- **WHAT IS BEING ASKED**
From the items below, keep only the lines that contain the string "pitch" and copy each of them out.

- **DATASET RECORDS**
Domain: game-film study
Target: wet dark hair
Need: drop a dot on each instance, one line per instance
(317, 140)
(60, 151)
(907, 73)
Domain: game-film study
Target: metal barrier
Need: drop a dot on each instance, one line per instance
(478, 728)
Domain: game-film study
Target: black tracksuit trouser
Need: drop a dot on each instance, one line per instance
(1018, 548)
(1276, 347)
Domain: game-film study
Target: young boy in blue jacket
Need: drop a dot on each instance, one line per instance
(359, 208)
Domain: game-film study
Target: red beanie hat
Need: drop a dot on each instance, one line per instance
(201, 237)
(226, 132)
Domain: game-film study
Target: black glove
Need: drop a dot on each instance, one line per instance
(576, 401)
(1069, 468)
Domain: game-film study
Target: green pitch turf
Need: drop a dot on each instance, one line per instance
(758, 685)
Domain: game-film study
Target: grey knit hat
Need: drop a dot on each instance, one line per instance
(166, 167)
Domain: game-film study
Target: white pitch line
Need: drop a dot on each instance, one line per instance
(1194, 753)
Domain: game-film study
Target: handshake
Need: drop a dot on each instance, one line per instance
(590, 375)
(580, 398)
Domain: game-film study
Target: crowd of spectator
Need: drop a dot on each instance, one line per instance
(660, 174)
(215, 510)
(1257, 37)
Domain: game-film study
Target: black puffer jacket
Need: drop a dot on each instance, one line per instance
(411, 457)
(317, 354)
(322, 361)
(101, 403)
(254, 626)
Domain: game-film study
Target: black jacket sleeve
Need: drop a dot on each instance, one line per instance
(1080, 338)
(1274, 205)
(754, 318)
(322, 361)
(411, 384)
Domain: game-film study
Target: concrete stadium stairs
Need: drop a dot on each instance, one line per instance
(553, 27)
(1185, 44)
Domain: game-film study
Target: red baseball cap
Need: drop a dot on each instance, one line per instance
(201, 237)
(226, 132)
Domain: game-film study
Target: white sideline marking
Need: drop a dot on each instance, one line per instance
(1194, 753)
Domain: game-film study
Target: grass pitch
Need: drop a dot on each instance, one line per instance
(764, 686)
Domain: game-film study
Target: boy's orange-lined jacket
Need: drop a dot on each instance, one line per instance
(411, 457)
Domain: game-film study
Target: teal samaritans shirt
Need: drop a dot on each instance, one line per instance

- **COMPLETE RESPONSE**
Target: green pitch turf
Target: white pitch line
Target: grass pitch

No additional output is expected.